**** DATA PROVIDED

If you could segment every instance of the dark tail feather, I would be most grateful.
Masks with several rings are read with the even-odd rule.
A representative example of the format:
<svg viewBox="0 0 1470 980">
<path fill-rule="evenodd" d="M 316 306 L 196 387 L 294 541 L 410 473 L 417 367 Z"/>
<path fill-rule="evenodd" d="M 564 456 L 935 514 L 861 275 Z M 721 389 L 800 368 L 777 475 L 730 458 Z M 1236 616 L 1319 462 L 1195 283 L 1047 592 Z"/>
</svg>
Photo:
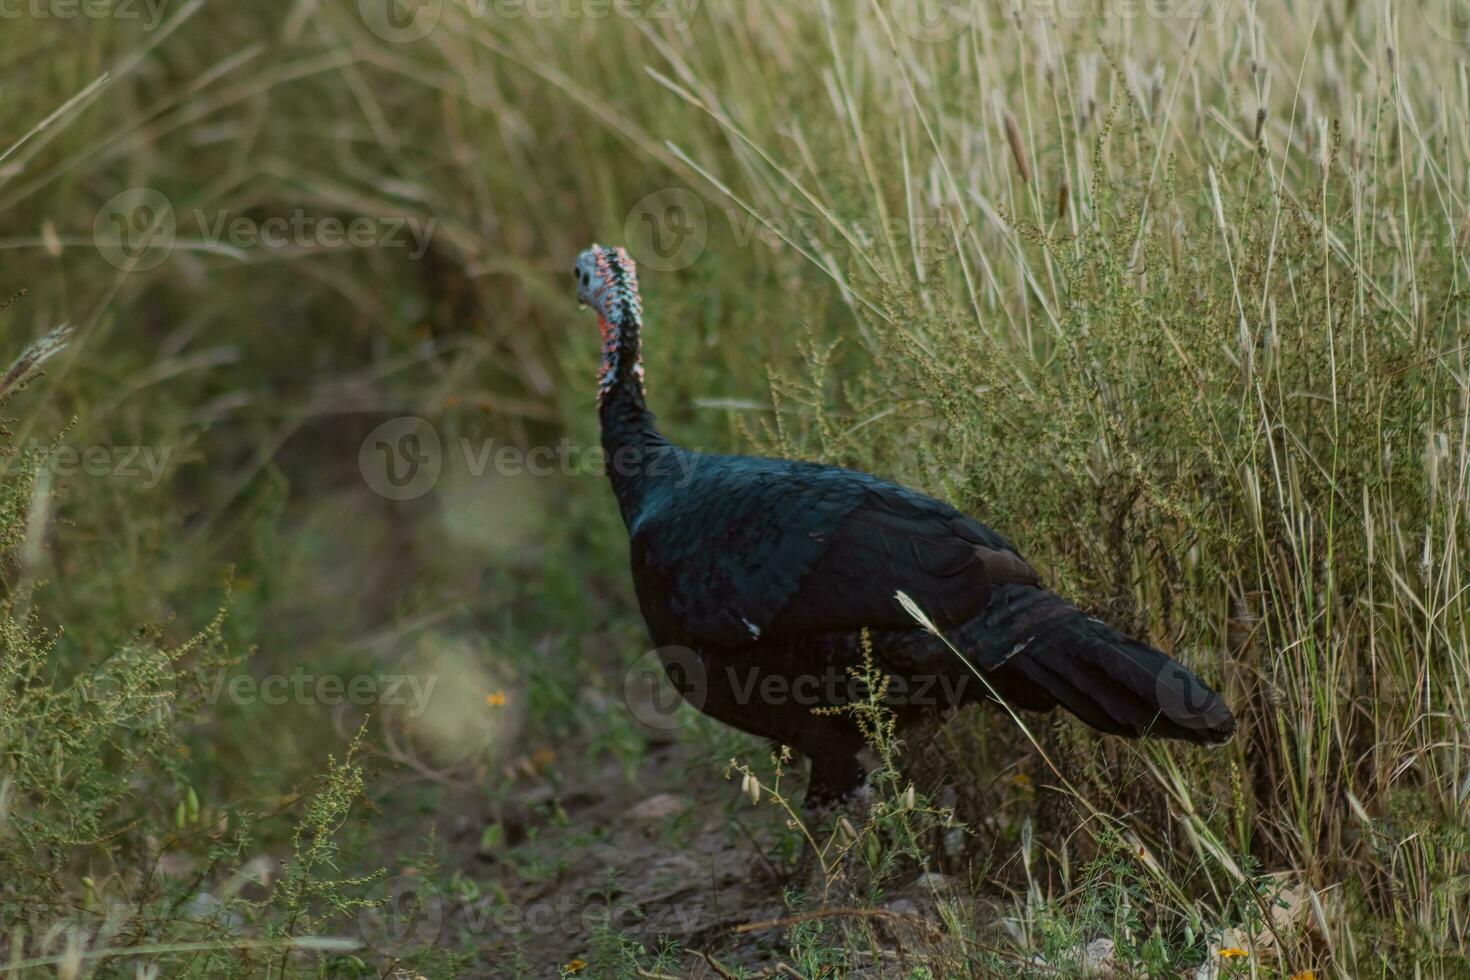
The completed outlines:
<svg viewBox="0 0 1470 980">
<path fill-rule="evenodd" d="M 996 589 L 985 612 L 951 634 L 1017 707 L 1060 704 L 1099 731 L 1216 744 L 1235 718 L 1183 664 L 1027 585 Z"/>
</svg>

********

The answer is every line of the data, exactly as written, with the pictures dropped.

If you could segment every instance of the dark tail feather, I would be most grateful.
Masks with several rings are read with the even-odd rule.
A representative example of the format:
<svg viewBox="0 0 1470 980">
<path fill-rule="evenodd" d="M 316 306 L 196 387 L 294 541 L 410 473 L 417 367 Z"/>
<path fill-rule="evenodd" d="M 564 456 L 935 514 L 861 275 Z M 721 389 L 800 368 L 777 475 L 730 458 Z M 1236 616 L 1319 462 L 1195 283 L 1047 592 Z"/>
</svg>
Photo:
The completed outlines:
<svg viewBox="0 0 1470 980">
<path fill-rule="evenodd" d="M 996 589 L 985 612 L 951 634 L 1017 707 L 1060 704 L 1099 731 L 1216 744 L 1235 718 L 1183 664 L 1027 585 Z"/>
</svg>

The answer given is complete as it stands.